┌──

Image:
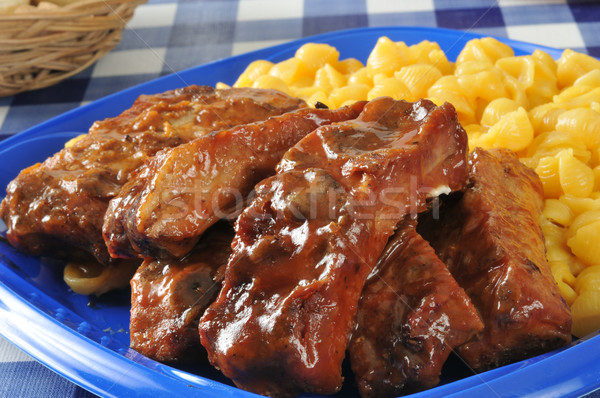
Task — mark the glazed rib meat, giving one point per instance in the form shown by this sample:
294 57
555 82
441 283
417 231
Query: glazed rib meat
505 273
411 315
169 296
306 244
167 206
60 204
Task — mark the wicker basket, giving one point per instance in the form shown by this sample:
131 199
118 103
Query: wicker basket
42 47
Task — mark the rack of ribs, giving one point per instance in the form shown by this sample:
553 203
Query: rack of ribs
307 242
58 205
169 296
411 315
492 243
174 198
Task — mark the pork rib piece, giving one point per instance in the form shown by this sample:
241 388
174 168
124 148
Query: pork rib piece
305 245
411 315
60 203
169 296
167 206
492 243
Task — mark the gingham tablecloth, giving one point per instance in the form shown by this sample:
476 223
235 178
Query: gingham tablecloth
166 36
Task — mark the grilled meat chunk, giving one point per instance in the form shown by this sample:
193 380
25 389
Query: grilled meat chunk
167 206
411 315
304 247
60 203
492 243
169 296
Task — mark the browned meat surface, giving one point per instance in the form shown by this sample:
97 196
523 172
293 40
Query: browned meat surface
307 242
61 202
164 210
169 296
411 315
492 243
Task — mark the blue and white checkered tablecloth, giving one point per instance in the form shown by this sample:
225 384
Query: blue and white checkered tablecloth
166 36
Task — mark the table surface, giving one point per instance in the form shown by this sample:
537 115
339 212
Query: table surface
166 36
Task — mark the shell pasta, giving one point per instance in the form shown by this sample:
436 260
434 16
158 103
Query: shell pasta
546 110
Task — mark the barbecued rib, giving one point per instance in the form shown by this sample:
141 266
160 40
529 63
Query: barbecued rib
411 315
181 192
169 296
492 243
305 245
60 203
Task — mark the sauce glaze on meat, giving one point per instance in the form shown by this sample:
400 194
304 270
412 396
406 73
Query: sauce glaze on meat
492 243
169 296
307 242
411 315
60 204
164 209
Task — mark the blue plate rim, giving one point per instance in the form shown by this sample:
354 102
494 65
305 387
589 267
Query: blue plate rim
16 310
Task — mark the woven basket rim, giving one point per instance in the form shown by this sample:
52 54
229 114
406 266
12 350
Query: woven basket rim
43 47
73 10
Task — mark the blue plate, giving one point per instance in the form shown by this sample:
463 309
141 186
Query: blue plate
86 340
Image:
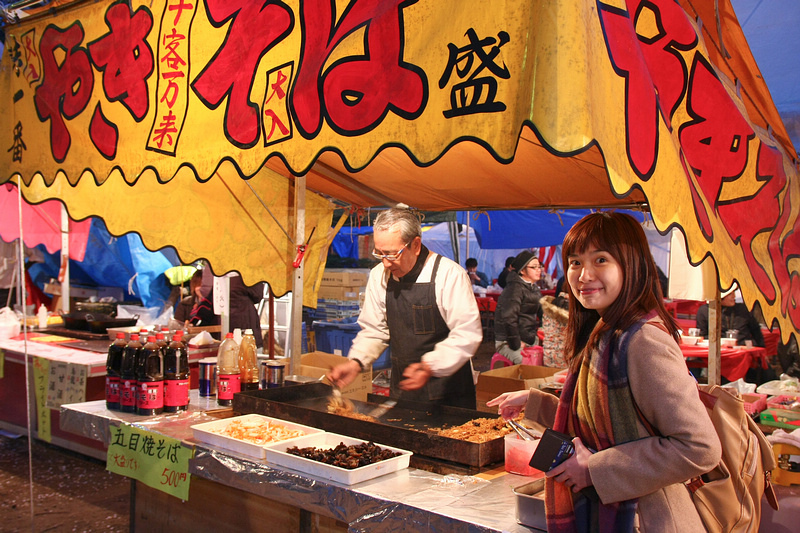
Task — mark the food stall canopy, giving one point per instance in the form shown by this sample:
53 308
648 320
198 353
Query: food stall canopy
510 105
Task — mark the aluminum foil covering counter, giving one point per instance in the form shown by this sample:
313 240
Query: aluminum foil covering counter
408 500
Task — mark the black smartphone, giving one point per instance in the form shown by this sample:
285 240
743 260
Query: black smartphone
553 448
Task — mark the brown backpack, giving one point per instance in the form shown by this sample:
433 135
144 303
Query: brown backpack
729 497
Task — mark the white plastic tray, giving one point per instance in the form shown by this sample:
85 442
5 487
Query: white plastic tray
205 433
773 388
276 454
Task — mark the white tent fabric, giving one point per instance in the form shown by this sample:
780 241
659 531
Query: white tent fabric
770 27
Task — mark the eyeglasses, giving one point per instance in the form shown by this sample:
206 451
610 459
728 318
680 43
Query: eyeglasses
391 257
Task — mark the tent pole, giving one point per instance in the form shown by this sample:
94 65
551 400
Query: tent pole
65 259
297 279
714 334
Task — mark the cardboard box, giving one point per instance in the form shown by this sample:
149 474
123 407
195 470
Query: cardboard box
344 277
329 292
317 364
493 383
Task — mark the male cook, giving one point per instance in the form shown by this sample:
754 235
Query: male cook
421 304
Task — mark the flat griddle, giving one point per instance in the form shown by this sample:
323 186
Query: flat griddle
404 426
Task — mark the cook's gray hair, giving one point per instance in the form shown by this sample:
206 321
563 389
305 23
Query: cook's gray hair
406 221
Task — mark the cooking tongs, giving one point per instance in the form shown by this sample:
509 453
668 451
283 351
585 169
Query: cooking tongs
523 432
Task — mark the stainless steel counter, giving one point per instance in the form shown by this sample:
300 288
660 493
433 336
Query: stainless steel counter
408 500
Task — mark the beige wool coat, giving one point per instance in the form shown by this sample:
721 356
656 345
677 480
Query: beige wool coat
651 468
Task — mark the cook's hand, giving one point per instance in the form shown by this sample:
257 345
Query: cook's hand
509 404
344 374
574 472
417 375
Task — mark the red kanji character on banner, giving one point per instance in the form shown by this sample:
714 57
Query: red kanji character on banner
125 58
180 6
255 27
655 75
66 87
357 92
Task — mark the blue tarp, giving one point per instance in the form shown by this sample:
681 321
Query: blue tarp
525 229
112 262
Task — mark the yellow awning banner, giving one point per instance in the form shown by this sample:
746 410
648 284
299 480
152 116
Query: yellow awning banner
239 225
440 105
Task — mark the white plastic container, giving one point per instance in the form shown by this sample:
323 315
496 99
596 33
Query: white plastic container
276 454
207 433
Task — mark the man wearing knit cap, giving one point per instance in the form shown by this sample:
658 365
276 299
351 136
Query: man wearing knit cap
519 314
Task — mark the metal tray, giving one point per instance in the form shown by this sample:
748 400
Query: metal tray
207 433
276 454
404 426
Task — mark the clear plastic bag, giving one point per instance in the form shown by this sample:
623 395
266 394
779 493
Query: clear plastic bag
9 323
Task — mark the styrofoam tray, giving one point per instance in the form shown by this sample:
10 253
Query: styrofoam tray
773 388
205 433
276 454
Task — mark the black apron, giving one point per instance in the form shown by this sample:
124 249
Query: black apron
416 326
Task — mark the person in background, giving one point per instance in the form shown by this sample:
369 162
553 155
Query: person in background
243 301
625 372
739 321
735 316
503 276
196 309
477 278
421 304
9 272
518 314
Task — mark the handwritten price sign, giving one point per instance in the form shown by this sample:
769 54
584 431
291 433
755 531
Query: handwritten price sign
157 461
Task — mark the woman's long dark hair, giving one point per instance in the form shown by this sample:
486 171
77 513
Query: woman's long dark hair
622 236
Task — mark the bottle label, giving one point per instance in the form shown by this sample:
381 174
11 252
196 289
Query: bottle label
112 389
151 395
176 392
128 393
229 384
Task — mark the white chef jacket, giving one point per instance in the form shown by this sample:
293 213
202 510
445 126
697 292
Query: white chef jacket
456 303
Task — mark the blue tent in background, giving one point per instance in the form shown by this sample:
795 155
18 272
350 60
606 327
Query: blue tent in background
115 262
526 229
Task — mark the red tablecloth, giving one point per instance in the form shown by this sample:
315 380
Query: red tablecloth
771 340
735 361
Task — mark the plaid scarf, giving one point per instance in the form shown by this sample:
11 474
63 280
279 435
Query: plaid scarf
596 405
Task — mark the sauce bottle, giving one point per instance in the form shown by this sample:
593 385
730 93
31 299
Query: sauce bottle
114 371
128 388
248 361
228 377
150 378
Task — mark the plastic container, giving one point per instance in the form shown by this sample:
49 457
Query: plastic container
530 505
518 453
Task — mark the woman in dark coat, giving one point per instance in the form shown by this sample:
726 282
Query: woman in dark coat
519 314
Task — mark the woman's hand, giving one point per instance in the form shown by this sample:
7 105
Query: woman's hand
509 404
574 472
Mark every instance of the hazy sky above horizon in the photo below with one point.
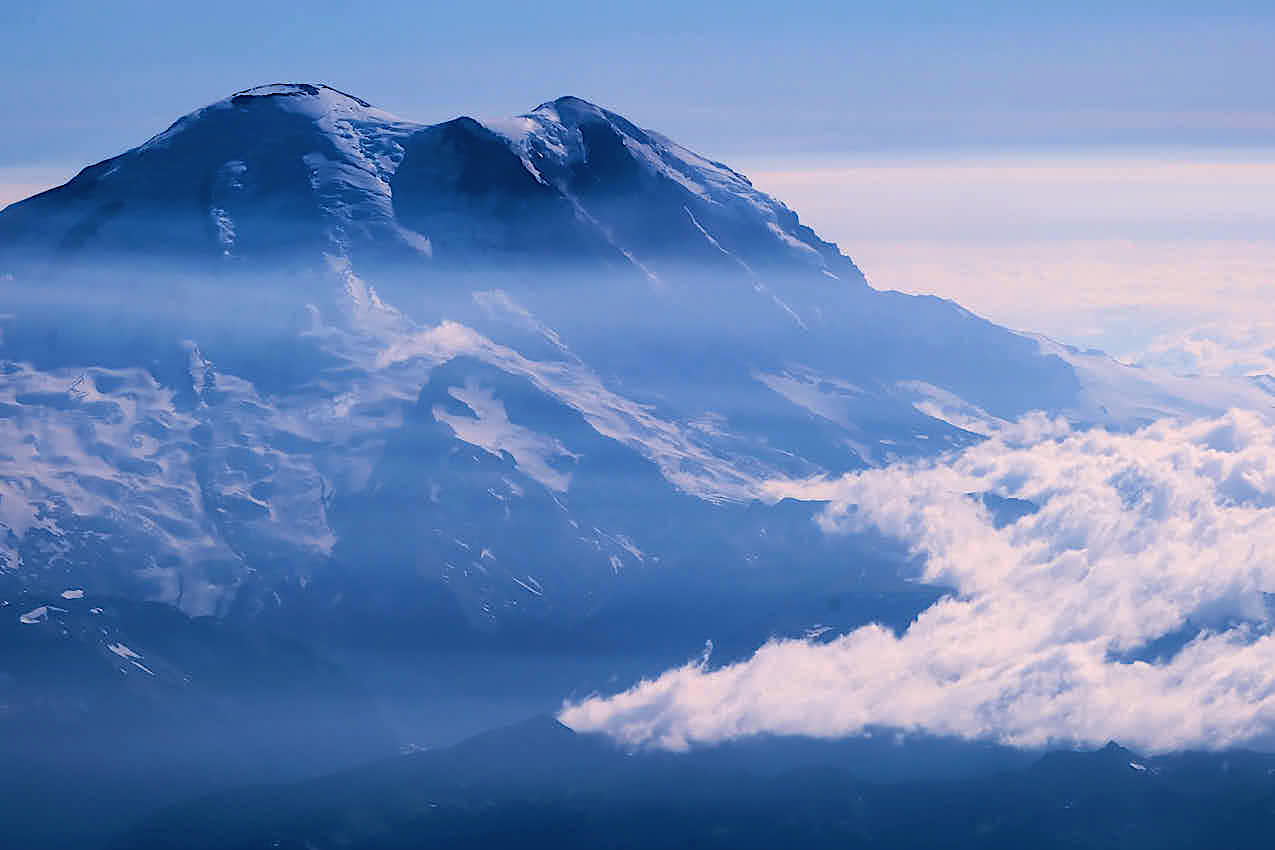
(1100, 173)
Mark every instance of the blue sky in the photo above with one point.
(88, 79)
(1137, 200)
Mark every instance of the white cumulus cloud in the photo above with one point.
(1168, 530)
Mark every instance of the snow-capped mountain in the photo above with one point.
(296, 362)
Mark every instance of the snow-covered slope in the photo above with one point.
(295, 343)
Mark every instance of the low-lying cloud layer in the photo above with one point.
(1130, 605)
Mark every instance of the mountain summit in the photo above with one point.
(286, 171)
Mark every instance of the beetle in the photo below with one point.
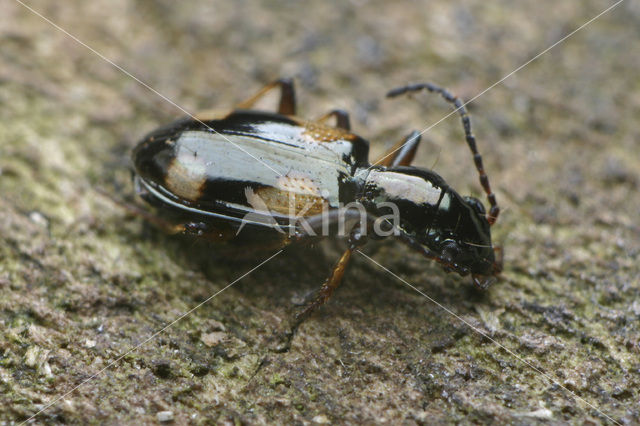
(243, 176)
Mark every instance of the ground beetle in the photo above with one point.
(249, 177)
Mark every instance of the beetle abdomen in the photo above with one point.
(267, 164)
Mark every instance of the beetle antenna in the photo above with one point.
(494, 210)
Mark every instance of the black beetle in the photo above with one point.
(249, 176)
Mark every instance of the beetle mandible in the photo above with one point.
(213, 176)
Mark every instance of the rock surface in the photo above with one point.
(82, 283)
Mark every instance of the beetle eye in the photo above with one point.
(476, 205)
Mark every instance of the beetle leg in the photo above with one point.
(402, 153)
(342, 118)
(287, 105)
(356, 239)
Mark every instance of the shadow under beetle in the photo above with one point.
(206, 174)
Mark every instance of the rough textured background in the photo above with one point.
(82, 282)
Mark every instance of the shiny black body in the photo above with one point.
(206, 175)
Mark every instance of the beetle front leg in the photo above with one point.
(402, 153)
(287, 104)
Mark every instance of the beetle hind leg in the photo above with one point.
(287, 104)
(356, 240)
(402, 152)
(494, 210)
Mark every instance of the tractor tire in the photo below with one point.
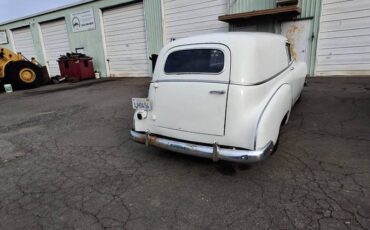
(23, 75)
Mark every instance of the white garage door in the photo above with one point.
(56, 43)
(344, 39)
(23, 42)
(185, 18)
(125, 41)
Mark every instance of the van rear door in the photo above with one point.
(191, 92)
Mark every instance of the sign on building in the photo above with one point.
(83, 20)
(3, 37)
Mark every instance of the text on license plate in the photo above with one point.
(141, 103)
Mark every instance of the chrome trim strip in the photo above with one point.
(214, 152)
(266, 80)
(263, 110)
(226, 82)
(191, 80)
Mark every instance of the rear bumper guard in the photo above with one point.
(214, 152)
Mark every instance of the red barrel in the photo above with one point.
(76, 67)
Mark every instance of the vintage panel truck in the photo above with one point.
(220, 96)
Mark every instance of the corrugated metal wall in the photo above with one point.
(153, 24)
(344, 39)
(310, 8)
(238, 6)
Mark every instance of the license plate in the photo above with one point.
(141, 103)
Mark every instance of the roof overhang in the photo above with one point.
(281, 13)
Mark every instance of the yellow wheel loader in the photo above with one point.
(18, 71)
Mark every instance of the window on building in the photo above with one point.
(195, 61)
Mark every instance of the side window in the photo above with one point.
(289, 54)
(195, 61)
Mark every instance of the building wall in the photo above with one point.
(92, 41)
(310, 9)
(344, 39)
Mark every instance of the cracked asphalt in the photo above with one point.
(66, 162)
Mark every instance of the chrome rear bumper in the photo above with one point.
(214, 152)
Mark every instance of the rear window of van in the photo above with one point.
(195, 61)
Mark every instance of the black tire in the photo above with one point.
(14, 70)
(278, 139)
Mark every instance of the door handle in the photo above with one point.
(219, 92)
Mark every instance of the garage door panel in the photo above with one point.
(56, 43)
(23, 42)
(125, 40)
(203, 18)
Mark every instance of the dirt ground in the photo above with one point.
(66, 162)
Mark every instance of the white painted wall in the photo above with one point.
(184, 18)
(125, 41)
(344, 38)
(55, 43)
(23, 42)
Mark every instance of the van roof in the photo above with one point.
(230, 38)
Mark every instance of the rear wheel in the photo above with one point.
(283, 122)
(23, 75)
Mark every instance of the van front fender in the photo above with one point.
(272, 115)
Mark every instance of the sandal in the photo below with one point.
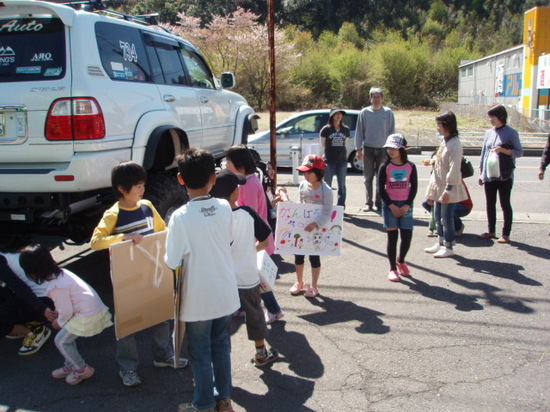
(297, 288)
(311, 292)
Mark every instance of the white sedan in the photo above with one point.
(301, 132)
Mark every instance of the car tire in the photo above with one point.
(166, 194)
(355, 163)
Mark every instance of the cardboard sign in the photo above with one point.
(268, 271)
(143, 286)
(292, 239)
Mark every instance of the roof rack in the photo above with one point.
(97, 6)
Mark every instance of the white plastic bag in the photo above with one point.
(492, 167)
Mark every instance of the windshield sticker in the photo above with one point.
(7, 56)
(28, 70)
(17, 26)
(118, 70)
(128, 51)
(53, 71)
(42, 57)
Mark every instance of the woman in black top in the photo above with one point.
(333, 140)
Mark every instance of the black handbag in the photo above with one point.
(466, 168)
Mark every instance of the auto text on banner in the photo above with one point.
(292, 239)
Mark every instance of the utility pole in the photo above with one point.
(272, 91)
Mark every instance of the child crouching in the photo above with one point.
(81, 311)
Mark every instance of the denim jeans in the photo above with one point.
(504, 190)
(372, 160)
(460, 211)
(210, 358)
(127, 351)
(339, 169)
(270, 302)
(444, 217)
(66, 343)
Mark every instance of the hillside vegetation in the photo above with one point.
(330, 52)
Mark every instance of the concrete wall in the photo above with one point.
(492, 79)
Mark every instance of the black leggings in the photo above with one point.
(313, 259)
(504, 189)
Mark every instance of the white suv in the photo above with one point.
(84, 90)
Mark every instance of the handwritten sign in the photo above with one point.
(291, 237)
(143, 286)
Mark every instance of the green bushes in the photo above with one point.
(334, 69)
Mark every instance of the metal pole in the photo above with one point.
(272, 93)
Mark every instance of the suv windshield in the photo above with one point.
(32, 49)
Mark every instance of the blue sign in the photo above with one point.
(512, 85)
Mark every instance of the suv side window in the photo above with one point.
(198, 70)
(165, 60)
(122, 52)
(34, 53)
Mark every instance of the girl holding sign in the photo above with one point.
(397, 180)
(313, 190)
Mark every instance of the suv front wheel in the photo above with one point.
(166, 194)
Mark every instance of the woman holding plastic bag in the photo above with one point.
(500, 149)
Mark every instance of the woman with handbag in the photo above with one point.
(500, 149)
(446, 188)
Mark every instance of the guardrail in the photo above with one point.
(528, 140)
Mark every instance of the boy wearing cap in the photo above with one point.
(312, 190)
(398, 182)
(200, 234)
(251, 235)
(333, 141)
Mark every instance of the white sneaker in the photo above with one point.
(434, 248)
(445, 252)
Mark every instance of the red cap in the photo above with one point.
(312, 162)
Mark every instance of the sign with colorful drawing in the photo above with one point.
(291, 237)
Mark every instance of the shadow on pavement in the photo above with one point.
(462, 302)
(339, 311)
(502, 270)
(295, 350)
(532, 250)
(284, 393)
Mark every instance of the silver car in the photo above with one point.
(300, 131)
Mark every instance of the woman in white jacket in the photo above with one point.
(446, 189)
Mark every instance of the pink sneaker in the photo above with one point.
(403, 269)
(75, 377)
(311, 292)
(297, 288)
(393, 276)
(61, 373)
(273, 317)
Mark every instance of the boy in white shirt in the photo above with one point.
(251, 236)
(200, 235)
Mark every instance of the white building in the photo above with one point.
(492, 79)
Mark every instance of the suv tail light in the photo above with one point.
(78, 118)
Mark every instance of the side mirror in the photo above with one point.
(228, 80)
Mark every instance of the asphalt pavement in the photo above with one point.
(468, 333)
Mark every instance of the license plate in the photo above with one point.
(13, 124)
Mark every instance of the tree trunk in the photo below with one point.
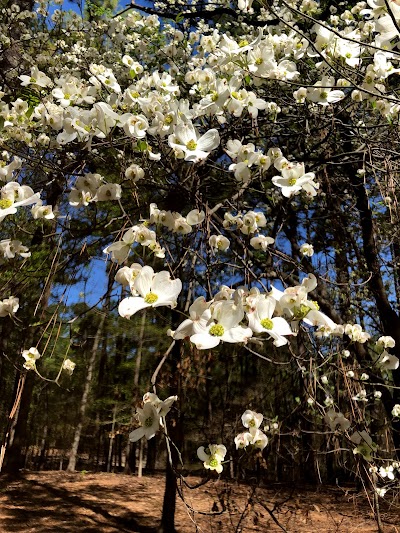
(85, 396)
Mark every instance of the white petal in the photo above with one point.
(130, 306)
(144, 281)
(208, 141)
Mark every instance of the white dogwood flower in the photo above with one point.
(186, 139)
(154, 290)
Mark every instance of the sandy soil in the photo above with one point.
(57, 502)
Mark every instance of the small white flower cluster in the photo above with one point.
(149, 289)
(385, 359)
(151, 415)
(396, 411)
(14, 195)
(31, 356)
(141, 234)
(356, 333)
(276, 314)
(212, 456)
(90, 188)
(254, 436)
(9, 306)
(10, 248)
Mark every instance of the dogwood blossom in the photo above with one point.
(154, 290)
(212, 456)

└──

TASK DETAILS: Give again, unchanged, only the lines from the line containing "Mark every instance of the white building" to the last line of the records above. Pictures do not belong in the copy.

SOLUTION FOR THIS EXERCISE:
Mark every instance of the white building in the photo above with one point.
(492, 79)
Mark every instance of the suv tail light in the photo above with one point.
(78, 118)
Mark every instance of the side mirror in the photo above with one point.
(228, 80)
Mark every instance of the asphalt pavement in the photo above with one point.
(468, 333)
Mark every instance of the license plate in the photo above with one point.
(13, 124)
Mark every instance of the tree trunk in the photo below with one point.
(85, 396)
Mark every instance of the white petal in the photo above with one point.
(130, 306)
(144, 281)
(208, 141)
Mark every instance of the white dogwood flower in the photo above with one point.
(186, 139)
(154, 290)
Mark every instance of the sandy soil in the photo above with one point.
(57, 502)
Mark every instance of the small white flower cluster in the photo above with one point.
(149, 289)
(385, 359)
(151, 415)
(396, 411)
(14, 195)
(31, 356)
(141, 234)
(356, 333)
(276, 314)
(212, 456)
(90, 188)
(254, 436)
(9, 306)
(10, 248)
Mark every instance of the dogwood blossom in the photo above with one point.
(154, 290)
(212, 456)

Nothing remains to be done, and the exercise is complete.